== Provided data ==
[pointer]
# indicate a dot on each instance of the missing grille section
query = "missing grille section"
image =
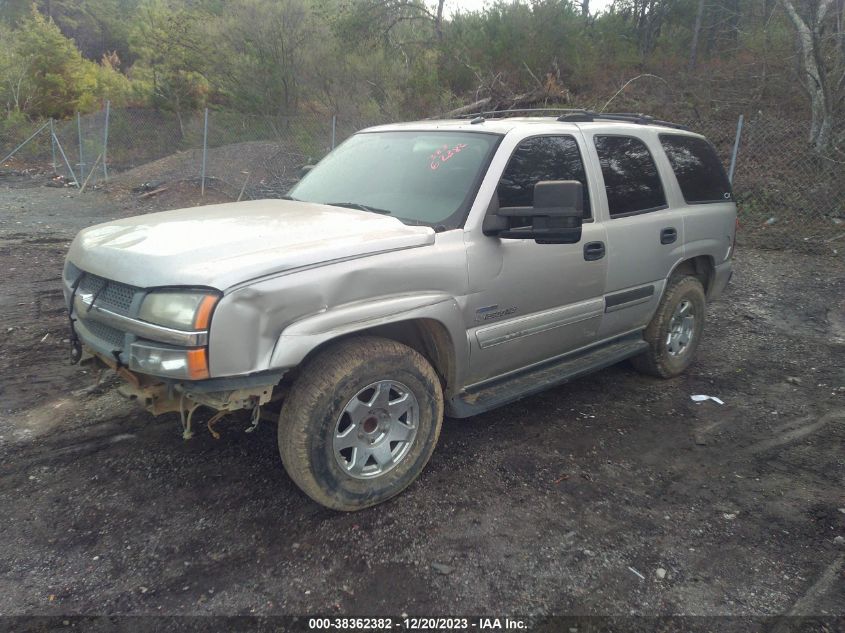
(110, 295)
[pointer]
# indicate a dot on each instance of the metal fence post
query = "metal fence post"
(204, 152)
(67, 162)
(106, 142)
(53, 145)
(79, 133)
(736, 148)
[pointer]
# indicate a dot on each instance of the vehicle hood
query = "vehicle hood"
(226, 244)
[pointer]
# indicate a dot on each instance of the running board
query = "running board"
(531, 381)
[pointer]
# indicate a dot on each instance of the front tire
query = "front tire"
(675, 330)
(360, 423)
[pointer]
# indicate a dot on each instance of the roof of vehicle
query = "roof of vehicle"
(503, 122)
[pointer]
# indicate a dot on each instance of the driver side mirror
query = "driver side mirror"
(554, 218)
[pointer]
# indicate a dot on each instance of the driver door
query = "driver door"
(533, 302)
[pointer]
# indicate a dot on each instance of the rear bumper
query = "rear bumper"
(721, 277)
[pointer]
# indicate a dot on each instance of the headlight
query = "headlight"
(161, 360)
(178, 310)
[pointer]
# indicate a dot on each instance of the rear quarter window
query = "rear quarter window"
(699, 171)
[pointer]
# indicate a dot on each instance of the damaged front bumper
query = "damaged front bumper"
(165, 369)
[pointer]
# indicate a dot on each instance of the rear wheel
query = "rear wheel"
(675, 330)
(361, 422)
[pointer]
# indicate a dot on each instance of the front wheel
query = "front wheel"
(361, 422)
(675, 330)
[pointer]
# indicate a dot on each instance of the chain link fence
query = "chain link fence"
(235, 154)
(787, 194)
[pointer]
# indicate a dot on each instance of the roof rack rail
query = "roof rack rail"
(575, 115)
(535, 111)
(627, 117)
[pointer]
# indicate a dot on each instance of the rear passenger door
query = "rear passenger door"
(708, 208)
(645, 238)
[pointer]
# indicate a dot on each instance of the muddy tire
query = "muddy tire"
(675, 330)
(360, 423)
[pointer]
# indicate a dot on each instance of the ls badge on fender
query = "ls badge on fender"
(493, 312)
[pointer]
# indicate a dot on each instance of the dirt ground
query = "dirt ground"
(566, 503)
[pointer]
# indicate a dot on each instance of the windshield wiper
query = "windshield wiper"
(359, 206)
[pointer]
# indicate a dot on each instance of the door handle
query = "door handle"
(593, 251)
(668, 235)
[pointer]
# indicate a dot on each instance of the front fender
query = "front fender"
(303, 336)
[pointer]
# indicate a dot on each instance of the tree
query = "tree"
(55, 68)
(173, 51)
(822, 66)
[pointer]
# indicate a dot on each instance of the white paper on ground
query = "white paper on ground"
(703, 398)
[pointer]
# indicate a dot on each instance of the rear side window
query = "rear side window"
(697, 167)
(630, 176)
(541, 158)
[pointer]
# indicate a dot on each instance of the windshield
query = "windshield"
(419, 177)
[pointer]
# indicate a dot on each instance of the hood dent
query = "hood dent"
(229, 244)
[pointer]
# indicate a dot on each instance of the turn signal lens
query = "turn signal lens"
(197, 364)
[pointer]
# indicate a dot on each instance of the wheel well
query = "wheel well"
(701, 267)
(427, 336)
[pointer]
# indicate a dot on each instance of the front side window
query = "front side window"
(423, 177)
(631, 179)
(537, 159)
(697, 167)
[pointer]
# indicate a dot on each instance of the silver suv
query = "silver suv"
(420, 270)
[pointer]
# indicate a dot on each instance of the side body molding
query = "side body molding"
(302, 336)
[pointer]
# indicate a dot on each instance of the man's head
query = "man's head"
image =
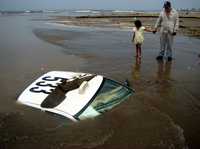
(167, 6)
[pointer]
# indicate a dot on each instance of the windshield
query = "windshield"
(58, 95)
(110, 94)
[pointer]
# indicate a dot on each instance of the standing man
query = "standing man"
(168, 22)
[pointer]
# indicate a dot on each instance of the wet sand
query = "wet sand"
===
Output an exact copy of the material, with the pictures removed.

[pointer]
# indicate a dot on each instance of the missing grille section
query = "missing grille section"
image =
(110, 295)
[pointer]
# indicate a dot on each instance of the metal fence post
query = "metal fence post"
(204, 152)
(67, 162)
(106, 142)
(53, 145)
(79, 133)
(736, 148)
[pointer]
# indicate a dot on each instance of the vehicle hood
query = "vehicle hood"
(226, 244)
[pointer]
# indicate a dot on each instance of the running board
query = "running board"
(531, 381)
[pointer]
# indicate a dot on each instance of the front tire
query = "front tire"
(675, 330)
(360, 423)
[pointer]
# indicate a dot on each instance of the roof of vehicle
query = "roof of vehicle"
(503, 122)
[pointer]
# indicate a dot on each instance of the driver side mirror
query = "driver side mirror"
(554, 218)
[pointer]
# indicate a dot on each instance of the driver door
query = "driver door"
(533, 302)
[pointer]
# indicate a dot on each instance of the rear bumper
query = "rear bumper"
(721, 277)
[pointer]
# indicate a dot on each instance of the headlight
query = "headlight"
(161, 360)
(178, 310)
[pointer]
# indicate a dot on each instance of the rear quarter window
query = "rear quarter window"
(699, 171)
[pointer]
# indicate a dot on each instance of the damaged front bumper
query = "damaged front bumper"
(165, 369)
[pointer]
# indicate a dot on each instance of the rear wheel
query = "rear wheel"
(675, 330)
(361, 422)
[pointer]
# indicate a dot on each instance of the front wheel
query = "front wheel"
(361, 422)
(675, 330)
[pointer]
# indicate a dot on each instance of the chain link fence
query = "chain link fence"
(235, 154)
(787, 194)
[pointer]
# indicate a dot on each instance of the roof rack rail
query = "roof rack rail"
(575, 115)
(535, 111)
(627, 117)
[pointer]
# indicate a dot on each instance of the rear passenger door
query = "rear passenger door"
(708, 208)
(645, 238)
[pointer]
# indicate a dot on each instance of the muddy tire
query = "muddy tire"
(675, 330)
(360, 423)
[pointer]
# indicate a dot on each instance of the ls badge on fender
query = "ls badge on fender"
(493, 312)
[pointer]
# indicate a dot on each instance of the dirt ground
query = "dirt ground"
(566, 503)
[pointer]
# indicate a dot on each instance of the windshield wiper
query = "windshield wiper"
(359, 206)
[pointer]
# indicate a dot on each instance of the door handle
query = "door handle"
(593, 251)
(668, 235)
[pointer]
# indicate a dot on each instance of the front fender
query = "front fender"
(303, 336)
[pointer]
# indicate a dot on each instance of the tree
query = "tree"
(55, 68)
(173, 51)
(822, 66)
[pointer]
# indicate a dot on each instance of the white paper on ground
query = "white paper on ground"
(703, 398)
[pointer]
# indicate a dot on each instance of the rear side window
query = "rear side window"
(697, 167)
(630, 176)
(541, 158)
[pointer]
# indicate a dot on each instance of the windshield
query = "windshield"
(419, 177)
[pointer]
# indicate a dot on each instance of the hood dent
query = "hood dent"
(229, 244)
[pointer]
# indicate a dot on each instance of the turn signal lens
query = "turn signal lens"
(197, 364)
[pointer]
# indicate a dot on each instance of the wheel well
query = "wheel well"
(701, 267)
(427, 336)
[pointer]
# indicate a dot on each instance of the front side window
query = "front side window"
(423, 177)
(631, 179)
(537, 159)
(697, 167)
[pointer]
# indicate a dot on each instance of the silver suv
query = "silver suv"
(420, 270)
[pointer]
# indicate a dot on each instance of the side body molding
query = "side body molding"
(302, 336)
[pointer]
# indicate a dot on each instance of the man's head
query = "man's head"
image =
(167, 6)
[pointer]
# indicate a dot on each instance of the windshield
query = "windshield"
(58, 95)
(110, 94)
[pointer]
# indicate a dot on each instance of the standing man
query = "standing man"
(168, 22)
[pointer]
# indicate a dot on each instance of the wet sand
query = "wet sand"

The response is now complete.